[[ Given records, beginning ]]
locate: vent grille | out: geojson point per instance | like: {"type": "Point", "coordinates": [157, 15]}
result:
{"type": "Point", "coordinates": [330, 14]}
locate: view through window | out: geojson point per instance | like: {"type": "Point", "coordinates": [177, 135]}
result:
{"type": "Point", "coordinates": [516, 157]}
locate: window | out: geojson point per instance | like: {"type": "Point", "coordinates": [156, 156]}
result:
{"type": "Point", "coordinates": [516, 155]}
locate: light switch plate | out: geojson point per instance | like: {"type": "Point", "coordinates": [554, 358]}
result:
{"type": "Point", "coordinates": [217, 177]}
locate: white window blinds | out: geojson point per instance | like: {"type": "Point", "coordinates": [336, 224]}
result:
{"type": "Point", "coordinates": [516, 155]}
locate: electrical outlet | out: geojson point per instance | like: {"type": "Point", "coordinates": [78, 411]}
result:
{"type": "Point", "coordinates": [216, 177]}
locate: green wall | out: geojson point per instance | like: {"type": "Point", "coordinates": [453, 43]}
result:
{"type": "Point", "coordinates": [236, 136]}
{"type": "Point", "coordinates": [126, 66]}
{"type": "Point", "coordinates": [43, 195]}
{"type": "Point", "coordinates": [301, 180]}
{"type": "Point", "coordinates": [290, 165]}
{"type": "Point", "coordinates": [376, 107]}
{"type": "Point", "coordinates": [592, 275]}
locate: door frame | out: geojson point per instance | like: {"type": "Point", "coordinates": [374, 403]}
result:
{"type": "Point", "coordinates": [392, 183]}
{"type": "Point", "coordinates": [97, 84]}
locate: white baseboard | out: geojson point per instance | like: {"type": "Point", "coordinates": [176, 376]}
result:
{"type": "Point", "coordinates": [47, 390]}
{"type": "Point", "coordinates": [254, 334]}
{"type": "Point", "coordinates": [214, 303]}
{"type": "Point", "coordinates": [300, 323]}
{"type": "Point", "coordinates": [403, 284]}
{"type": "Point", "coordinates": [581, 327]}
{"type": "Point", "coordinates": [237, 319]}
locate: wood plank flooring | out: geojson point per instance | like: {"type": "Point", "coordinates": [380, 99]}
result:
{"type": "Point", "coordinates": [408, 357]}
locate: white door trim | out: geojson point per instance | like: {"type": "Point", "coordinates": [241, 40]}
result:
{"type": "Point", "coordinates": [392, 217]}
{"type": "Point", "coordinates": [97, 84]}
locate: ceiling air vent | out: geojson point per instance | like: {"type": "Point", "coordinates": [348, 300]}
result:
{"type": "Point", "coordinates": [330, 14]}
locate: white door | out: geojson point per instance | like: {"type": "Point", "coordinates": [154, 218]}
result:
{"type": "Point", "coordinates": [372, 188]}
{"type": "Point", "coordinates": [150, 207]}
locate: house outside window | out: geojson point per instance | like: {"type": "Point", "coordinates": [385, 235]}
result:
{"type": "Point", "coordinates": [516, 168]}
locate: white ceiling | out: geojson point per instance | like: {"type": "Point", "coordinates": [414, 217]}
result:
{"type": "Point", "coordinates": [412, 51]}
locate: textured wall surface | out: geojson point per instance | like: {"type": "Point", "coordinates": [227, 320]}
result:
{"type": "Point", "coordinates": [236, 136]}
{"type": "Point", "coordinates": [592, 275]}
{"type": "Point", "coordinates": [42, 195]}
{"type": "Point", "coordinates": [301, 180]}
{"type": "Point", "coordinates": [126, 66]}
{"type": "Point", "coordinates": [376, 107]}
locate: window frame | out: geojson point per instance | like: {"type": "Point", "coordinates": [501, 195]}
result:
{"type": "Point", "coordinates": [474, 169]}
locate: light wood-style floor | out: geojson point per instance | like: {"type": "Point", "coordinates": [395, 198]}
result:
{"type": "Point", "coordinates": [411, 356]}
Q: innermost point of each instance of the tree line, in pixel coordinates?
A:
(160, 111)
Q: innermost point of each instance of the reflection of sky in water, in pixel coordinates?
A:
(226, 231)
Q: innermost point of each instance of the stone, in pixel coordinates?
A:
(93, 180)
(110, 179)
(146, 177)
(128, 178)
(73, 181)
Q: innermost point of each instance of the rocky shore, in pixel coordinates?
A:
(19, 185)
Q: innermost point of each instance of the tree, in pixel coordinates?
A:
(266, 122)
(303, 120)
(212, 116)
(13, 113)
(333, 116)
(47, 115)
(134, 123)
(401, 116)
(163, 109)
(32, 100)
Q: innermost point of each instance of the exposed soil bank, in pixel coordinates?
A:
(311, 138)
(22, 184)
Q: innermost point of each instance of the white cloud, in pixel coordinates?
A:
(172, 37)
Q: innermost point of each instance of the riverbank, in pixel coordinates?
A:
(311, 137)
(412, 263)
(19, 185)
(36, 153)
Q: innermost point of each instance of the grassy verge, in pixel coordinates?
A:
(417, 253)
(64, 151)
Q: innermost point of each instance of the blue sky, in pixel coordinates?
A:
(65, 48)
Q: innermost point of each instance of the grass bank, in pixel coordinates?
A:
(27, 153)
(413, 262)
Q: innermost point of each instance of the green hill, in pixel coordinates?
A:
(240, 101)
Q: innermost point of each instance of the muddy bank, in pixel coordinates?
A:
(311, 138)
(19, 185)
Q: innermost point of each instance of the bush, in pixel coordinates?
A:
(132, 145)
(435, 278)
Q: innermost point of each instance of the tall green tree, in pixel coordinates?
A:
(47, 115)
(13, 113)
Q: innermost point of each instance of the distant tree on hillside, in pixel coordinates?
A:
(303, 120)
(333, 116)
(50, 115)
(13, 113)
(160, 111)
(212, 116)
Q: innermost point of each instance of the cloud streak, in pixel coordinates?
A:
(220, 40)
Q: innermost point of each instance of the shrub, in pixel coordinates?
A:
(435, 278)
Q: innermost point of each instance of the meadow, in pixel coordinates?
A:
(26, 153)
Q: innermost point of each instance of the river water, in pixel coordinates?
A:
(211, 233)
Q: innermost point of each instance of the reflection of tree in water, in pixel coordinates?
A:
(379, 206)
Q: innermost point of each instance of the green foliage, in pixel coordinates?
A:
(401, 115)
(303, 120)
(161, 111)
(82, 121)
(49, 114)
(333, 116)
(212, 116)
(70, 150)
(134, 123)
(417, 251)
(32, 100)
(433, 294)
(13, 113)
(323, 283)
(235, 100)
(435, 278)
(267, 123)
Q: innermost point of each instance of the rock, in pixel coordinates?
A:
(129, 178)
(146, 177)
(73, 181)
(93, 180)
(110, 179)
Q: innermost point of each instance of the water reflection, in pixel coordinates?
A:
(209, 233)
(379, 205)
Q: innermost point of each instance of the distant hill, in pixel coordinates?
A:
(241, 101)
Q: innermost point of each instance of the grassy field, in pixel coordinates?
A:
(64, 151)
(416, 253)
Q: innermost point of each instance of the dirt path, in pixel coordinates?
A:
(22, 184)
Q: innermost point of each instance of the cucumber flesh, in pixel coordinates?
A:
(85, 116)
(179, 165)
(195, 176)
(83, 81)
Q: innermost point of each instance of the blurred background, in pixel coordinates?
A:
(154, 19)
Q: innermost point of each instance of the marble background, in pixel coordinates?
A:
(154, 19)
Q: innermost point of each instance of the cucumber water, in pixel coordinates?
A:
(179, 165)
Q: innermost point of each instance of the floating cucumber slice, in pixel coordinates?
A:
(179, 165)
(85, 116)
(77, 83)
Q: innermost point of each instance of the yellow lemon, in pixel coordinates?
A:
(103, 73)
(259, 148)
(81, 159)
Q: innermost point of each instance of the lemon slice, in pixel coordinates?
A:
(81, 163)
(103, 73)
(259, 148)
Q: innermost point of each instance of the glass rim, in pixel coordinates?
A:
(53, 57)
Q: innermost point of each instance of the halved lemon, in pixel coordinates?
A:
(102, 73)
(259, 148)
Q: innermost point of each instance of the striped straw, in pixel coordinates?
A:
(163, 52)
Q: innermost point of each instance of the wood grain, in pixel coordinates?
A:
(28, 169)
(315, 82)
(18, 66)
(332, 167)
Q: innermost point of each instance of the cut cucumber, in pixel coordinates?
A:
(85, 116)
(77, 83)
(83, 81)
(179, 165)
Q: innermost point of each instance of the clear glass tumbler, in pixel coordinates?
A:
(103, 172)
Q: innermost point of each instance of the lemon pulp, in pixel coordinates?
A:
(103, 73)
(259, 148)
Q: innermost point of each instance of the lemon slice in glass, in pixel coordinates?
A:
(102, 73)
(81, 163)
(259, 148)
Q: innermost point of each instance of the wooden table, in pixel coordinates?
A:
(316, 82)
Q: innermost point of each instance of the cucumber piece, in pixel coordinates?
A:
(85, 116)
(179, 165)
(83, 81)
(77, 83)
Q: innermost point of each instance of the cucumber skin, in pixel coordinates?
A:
[[ Given records, end ]]
▸ **Exercise description**
Each line from the beginning of the listing up to the line where "locate: door frame" appears needs to be given again exactly; please add nothing else.

▸ **Answer to the exercise**
locate: vent grille | out: geojson point per instance | like: {"type": "Point", "coordinates": [157, 15]}
result:
{"type": "Point", "coordinates": [330, 14]}
locate: view through window | out: geojson point per instance | like: {"type": "Point", "coordinates": [177, 135]}
result:
{"type": "Point", "coordinates": [516, 157]}
locate: window | out: geojson point per instance | like: {"type": "Point", "coordinates": [156, 156]}
result:
{"type": "Point", "coordinates": [516, 155]}
locate: light switch plate | out: geojson point per instance | like: {"type": "Point", "coordinates": [554, 358]}
result:
{"type": "Point", "coordinates": [217, 177]}
locate: white window blinds | out: geojson point per instance | like: {"type": "Point", "coordinates": [336, 224]}
result:
{"type": "Point", "coordinates": [516, 155]}
locate: electrical outlet | out: geojson point per instance | like: {"type": "Point", "coordinates": [78, 411]}
result:
{"type": "Point", "coordinates": [216, 177]}
locate: green wall | out: geojson point per instance | like: {"type": "Point", "coordinates": [453, 43]}
result:
{"type": "Point", "coordinates": [236, 136]}
{"type": "Point", "coordinates": [126, 66]}
{"type": "Point", "coordinates": [43, 195]}
{"type": "Point", "coordinates": [301, 180]}
{"type": "Point", "coordinates": [290, 165]}
{"type": "Point", "coordinates": [376, 107]}
{"type": "Point", "coordinates": [592, 275]}
locate: door frame | out: geojson point per instance | like: {"type": "Point", "coordinates": [374, 403]}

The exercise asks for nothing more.